**GIVEN EXERCISE**
Without including any images, reproduce each entry exactly.

Point labeling dataset excerpts:
+++

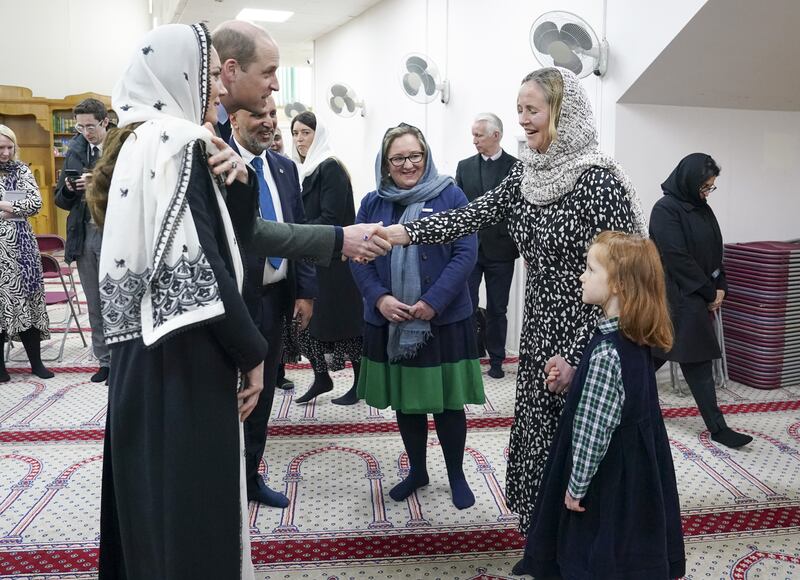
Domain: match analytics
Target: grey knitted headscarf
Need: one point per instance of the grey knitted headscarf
(549, 176)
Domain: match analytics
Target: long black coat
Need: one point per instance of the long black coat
(328, 199)
(687, 236)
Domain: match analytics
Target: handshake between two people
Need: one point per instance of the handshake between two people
(365, 242)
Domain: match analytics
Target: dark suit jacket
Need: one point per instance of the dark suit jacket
(301, 276)
(77, 158)
(495, 241)
(328, 200)
(444, 268)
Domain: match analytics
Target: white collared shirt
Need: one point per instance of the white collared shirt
(271, 275)
(494, 157)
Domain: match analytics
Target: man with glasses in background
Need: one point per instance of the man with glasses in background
(83, 236)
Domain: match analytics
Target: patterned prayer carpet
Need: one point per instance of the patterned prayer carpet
(741, 509)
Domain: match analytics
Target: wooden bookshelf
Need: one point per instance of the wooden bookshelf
(43, 127)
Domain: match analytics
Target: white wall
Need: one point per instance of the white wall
(759, 152)
(484, 53)
(66, 47)
(637, 33)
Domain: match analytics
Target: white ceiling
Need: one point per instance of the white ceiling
(738, 54)
(312, 19)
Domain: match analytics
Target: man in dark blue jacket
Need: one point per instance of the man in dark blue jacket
(275, 289)
(83, 236)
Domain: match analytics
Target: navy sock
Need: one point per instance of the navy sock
(4, 376)
(451, 427)
(414, 431)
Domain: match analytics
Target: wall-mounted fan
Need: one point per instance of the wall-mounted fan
(421, 80)
(294, 109)
(343, 100)
(564, 39)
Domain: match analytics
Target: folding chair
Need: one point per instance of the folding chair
(50, 244)
(64, 296)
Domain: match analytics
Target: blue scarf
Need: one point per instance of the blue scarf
(408, 336)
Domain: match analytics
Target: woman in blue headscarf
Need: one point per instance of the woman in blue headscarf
(420, 354)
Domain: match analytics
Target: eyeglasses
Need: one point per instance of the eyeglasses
(90, 128)
(400, 160)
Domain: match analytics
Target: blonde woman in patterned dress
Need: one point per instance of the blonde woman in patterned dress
(560, 194)
(23, 313)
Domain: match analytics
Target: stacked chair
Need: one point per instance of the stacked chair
(762, 313)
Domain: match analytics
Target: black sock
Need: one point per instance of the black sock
(4, 376)
(451, 427)
(356, 371)
(414, 431)
(32, 341)
(322, 384)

+++

**EXERCISE ANSWER**
Domain: match analytics
Target: grey knitted headscarf
Need: one point per instance of the grey knitted headscarf
(549, 176)
Domain: match analytics
Target: long black coat
Need: one point per instance of the long black coat
(328, 199)
(687, 236)
Domain: match analytics
Target: handshake between two people
Need: one point per instance of the handshake between two people
(365, 242)
Domain: match analytics
Target: dark suit jacket
Need: one point per instance of the dark suit jacket
(301, 276)
(77, 158)
(495, 241)
(328, 200)
(444, 268)
Domain: match analytics
Target: white collared shirt
Need: one point per instance of the white collared shirt
(271, 275)
(494, 157)
Domain: match analytics
Target: man with glasses in background
Need: one point per instance of the man with glasses in background
(83, 236)
Domain: match analytics
Target: patterned prayer carpet
Need: one point per instance of the patterned prayer carpet
(741, 509)
Domain: match analytics
Target: wooden bookshelf
Need: one point per instance of the wooden bookshelf
(43, 127)
Domain: match analytics
Target: white wall
Need: one point per instance of the white wall
(759, 152)
(484, 53)
(66, 47)
(637, 33)
Domain: match analytics
Target: white ceiling
Need: one point per instance of the white ceiling
(738, 54)
(312, 19)
Domain: match analytics
Target: man in dark blue jacket
Need: one point per instance of the man in dark blue jacket
(275, 289)
(83, 236)
Domain: match analytics
Target: navy sock
Need: one point per instance of the navy sock
(4, 376)
(451, 427)
(414, 431)
Domain: match analytics
Target: wall-mounted fan
Need: one point per instance of the wall-mounted fan
(421, 80)
(294, 109)
(343, 100)
(564, 39)
Domain: match analytics
Target: folding chair
Need: one point per instance of the folding chair
(50, 244)
(64, 296)
Domain: match analytics
Target: blue scarf
Need: one point per instance of the blue scarf
(408, 336)
Domain: match analytics
Target: woman in blue headscarf
Need: one point per instance of the woman in blue headscarf
(420, 354)
Domain: match analytics
Target: eyeglasses
Need: one point per instance of the eyeglasses
(90, 128)
(400, 160)
Domain: match analytics
Target: blonde woman in patterned dress
Need: one point per instance of the blonde woman in patterned dress
(560, 194)
(23, 313)
Domain: match analytics
Target: stacked chair
Need: one point per instance of the stacked chair
(762, 313)
Domain: match analytics
Target: black sock
Need: one point per instance of the black sock
(4, 376)
(451, 427)
(356, 371)
(414, 431)
(32, 341)
(322, 384)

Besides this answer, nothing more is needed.